## What is required
Repeat every entry word for word. Images do not belong in the copy.

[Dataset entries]
══════

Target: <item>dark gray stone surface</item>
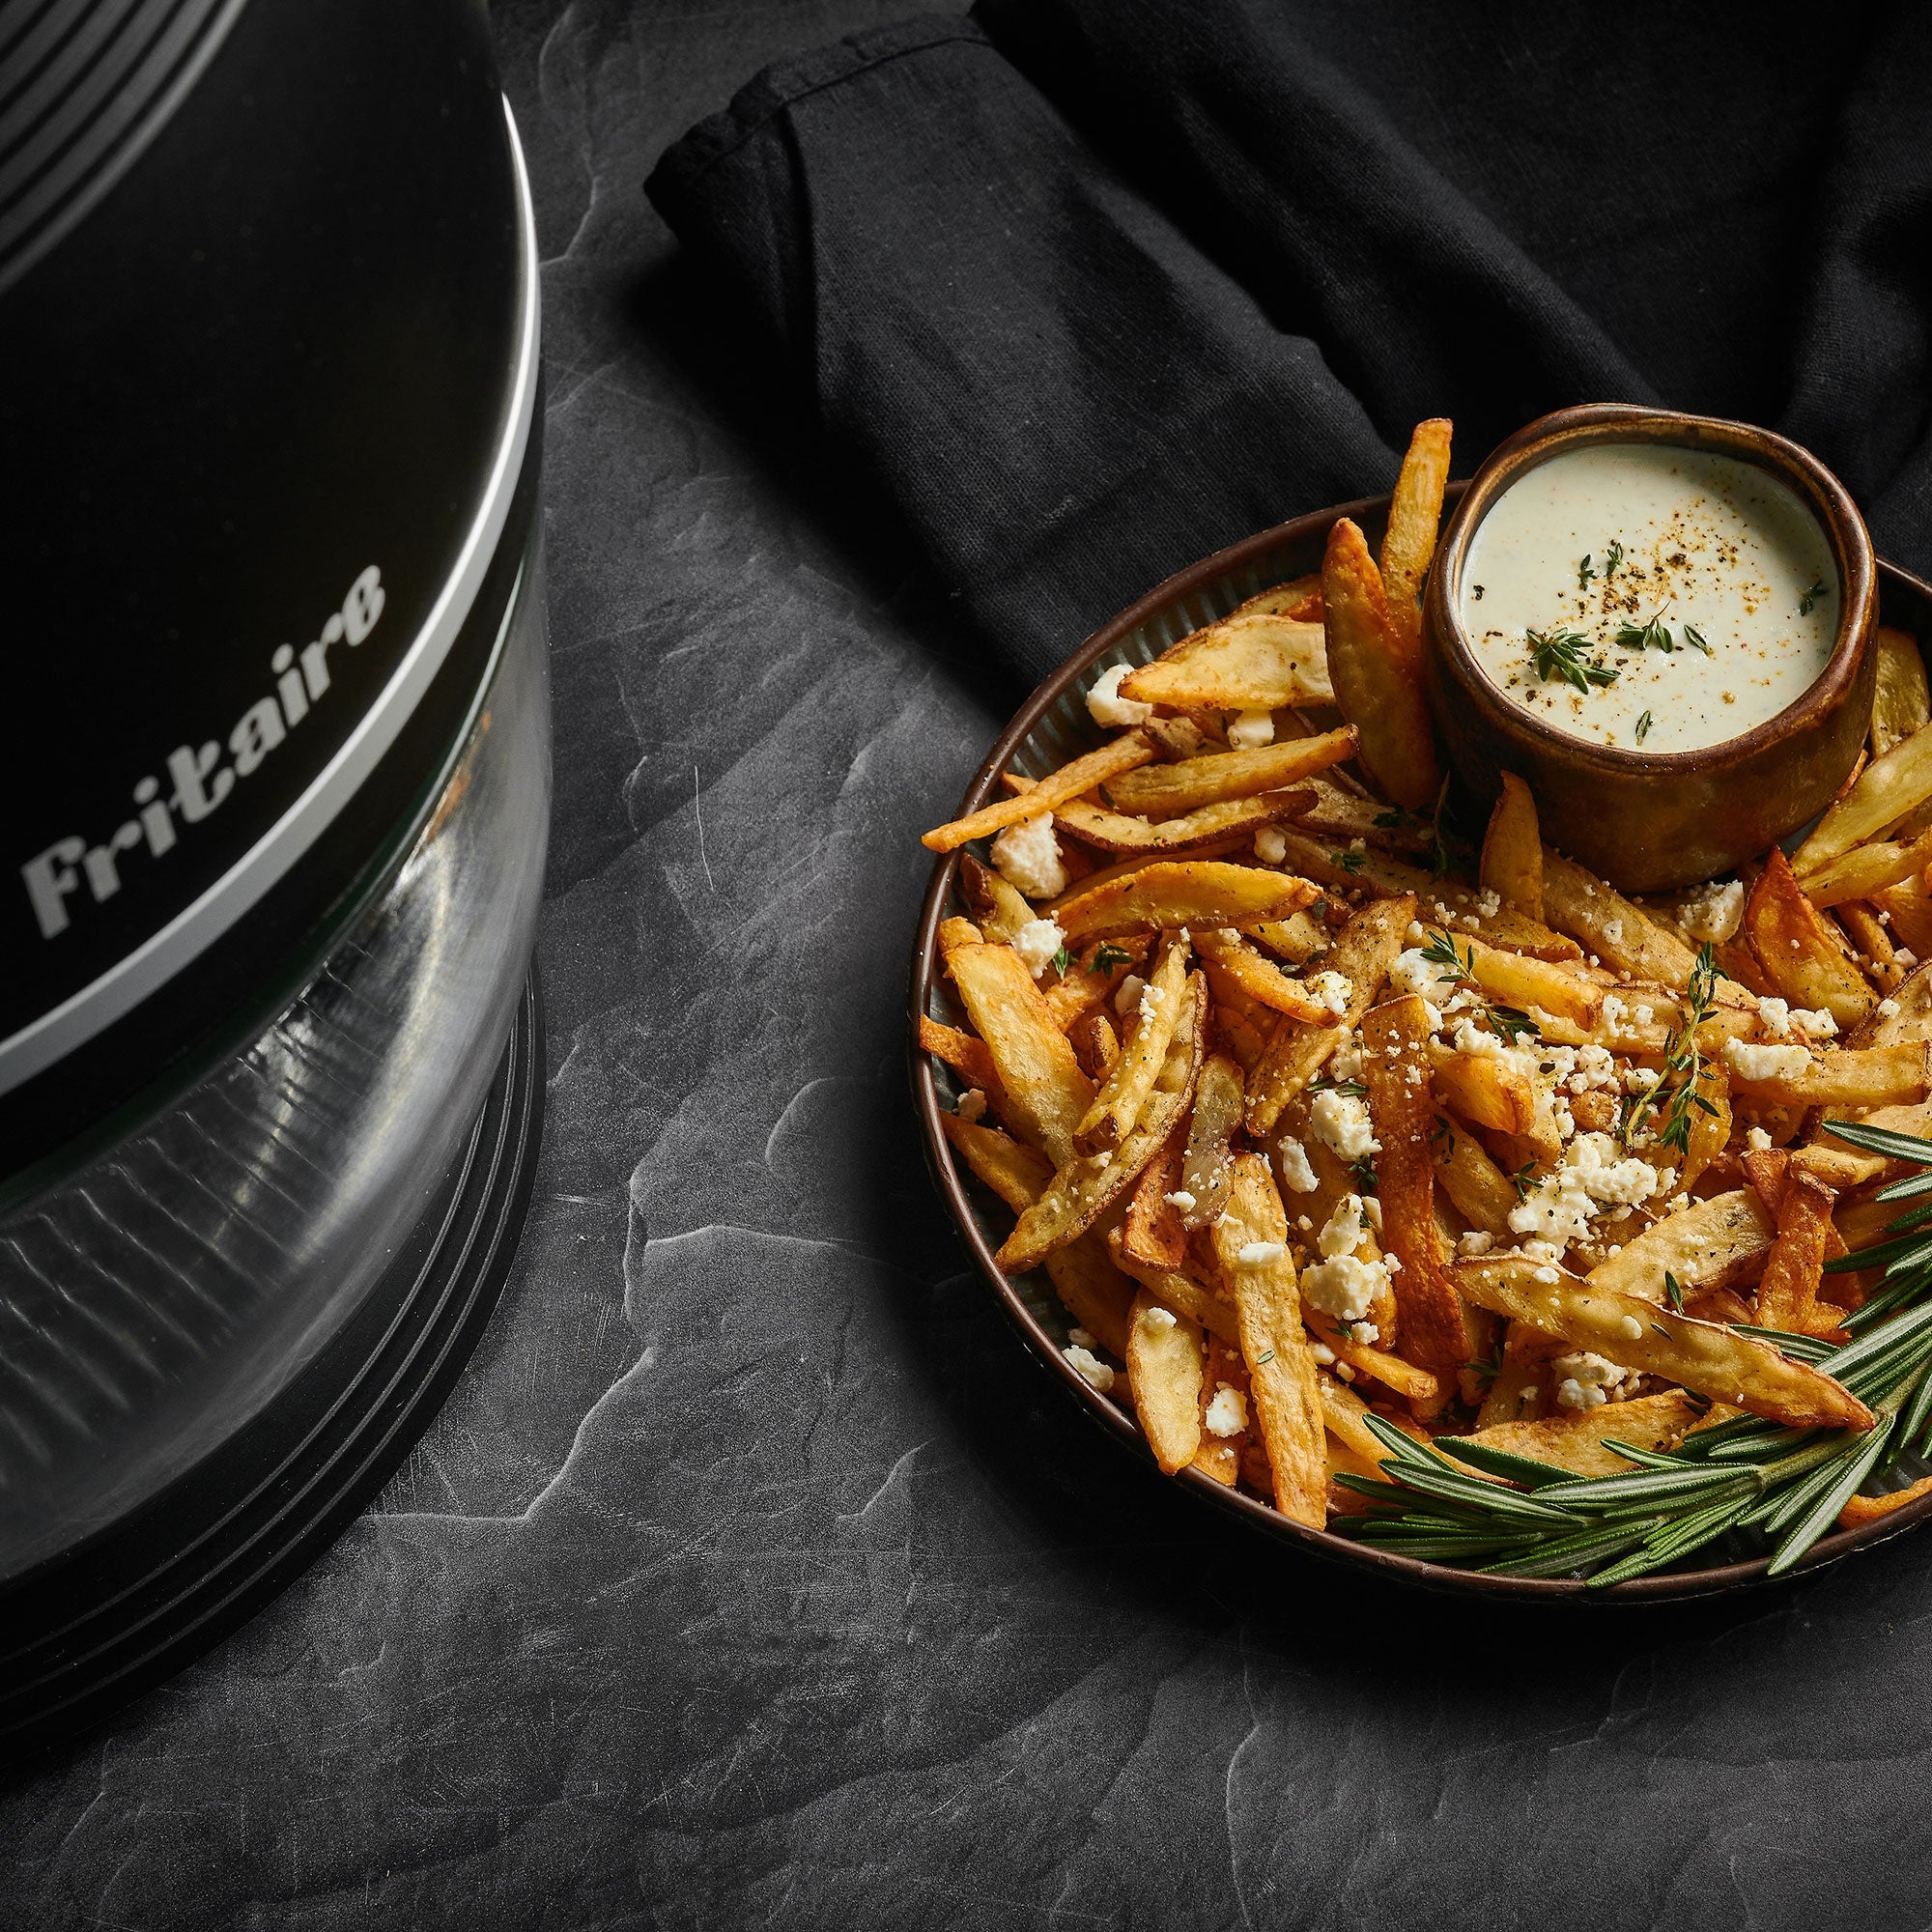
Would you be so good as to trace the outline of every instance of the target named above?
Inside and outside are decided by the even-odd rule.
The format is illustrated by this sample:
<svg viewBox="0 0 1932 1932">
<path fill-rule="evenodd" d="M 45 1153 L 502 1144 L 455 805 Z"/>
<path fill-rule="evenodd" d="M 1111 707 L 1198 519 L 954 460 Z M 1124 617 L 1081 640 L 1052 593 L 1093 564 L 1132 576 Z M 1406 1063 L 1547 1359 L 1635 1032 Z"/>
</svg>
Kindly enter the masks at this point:
<svg viewBox="0 0 1932 1932">
<path fill-rule="evenodd" d="M 966 1272 L 899 1010 L 916 834 L 1014 695 L 639 191 L 900 11 L 499 8 L 548 258 L 529 1230 L 377 1505 L 0 1787 L 0 1923 L 1925 1922 L 1932 1542 L 1662 1614 L 1365 1585 L 1135 1466 Z"/>
</svg>

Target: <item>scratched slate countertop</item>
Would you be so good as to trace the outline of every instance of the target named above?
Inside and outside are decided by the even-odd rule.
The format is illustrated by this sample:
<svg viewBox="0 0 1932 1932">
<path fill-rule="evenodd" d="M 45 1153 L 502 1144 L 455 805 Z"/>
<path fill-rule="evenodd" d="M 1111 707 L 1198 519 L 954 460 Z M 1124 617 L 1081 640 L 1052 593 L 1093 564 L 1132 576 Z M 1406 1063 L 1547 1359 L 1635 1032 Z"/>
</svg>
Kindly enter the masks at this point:
<svg viewBox="0 0 1932 1932">
<path fill-rule="evenodd" d="M 900 1011 L 916 834 L 1018 694 L 640 192 L 912 11 L 497 10 L 546 258 L 528 1230 L 333 1549 L 0 1783 L 0 1924 L 1924 1923 L 1932 1538 L 1668 1612 L 1397 1593 L 1184 1506 L 968 1273 Z"/>
</svg>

══════

## Answer area
Target: <item>dark gray stone surface</item>
Would you be so good as to trace the outline of every instance of the target named above?
Inside and outside are decided by the even-odd rule.
The format is illustrated by this sample:
<svg viewBox="0 0 1932 1932">
<path fill-rule="evenodd" d="M 45 1153 L 502 1144 L 455 805 Z"/>
<path fill-rule="evenodd" d="M 1111 707 L 1198 519 L 954 460 Z M 1124 617 L 1081 640 L 1052 593 L 1093 564 L 1132 576 Z M 1406 1063 L 1547 1359 L 1635 1032 Z"/>
</svg>
Kindly enter the masks at this point:
<svg viewBox="0 0 1932 1932">
<path fill-rule="evenodd" d="M 966 1272 L 899 1010 L 916 834 L 1014 695 L 639 191 L 900 11 L 499 8 L 548 258 L 529 1230 L 377 1505 L 0 1787 L 0 1923 L 1925 1922 L 1932 1542 L 1662 1614 L 1365 1585 L 1135 1466 Z"/>
</svg>

Target: <item>scratched slate countertop</item>
Would you be so good as to trace the outline of every instance of the target named above?
Inside and outside are decided by the even-odd rule.
The format is illustrated by this sample:
<svg viewBox="0 0 1932 1932">
<path fill-rule="evenodd" d="M 45 1153 L 502 1144 L 455 805 Z"/>
<path fill-rule="evenodd" d="M 1111 707 L 1198 519 L 954 460 Z M 1124 617 L 1081 640 L 1052 593 L 1093 564 L 1132 576 Z M 1406 1063 L 1547 1359 L 1635 1032 Z"/>
</svg>
Kindly enter the masks at this point:
<svg viewBox="0 0 1932 1932">
<path fill-rule="evenodd" d="M 900 1011 L 916 834 L 1018 694 L 640 192 L 912 11 L 497 10 L 546 258 L 528 1230 L 333 1549 L 0 1783 L 0 1924 L 1924 1923 L 1932 1538 L 1668 1612 L 1397 1593 L 1184 1506 L 968 1273 Z"/>
</svg>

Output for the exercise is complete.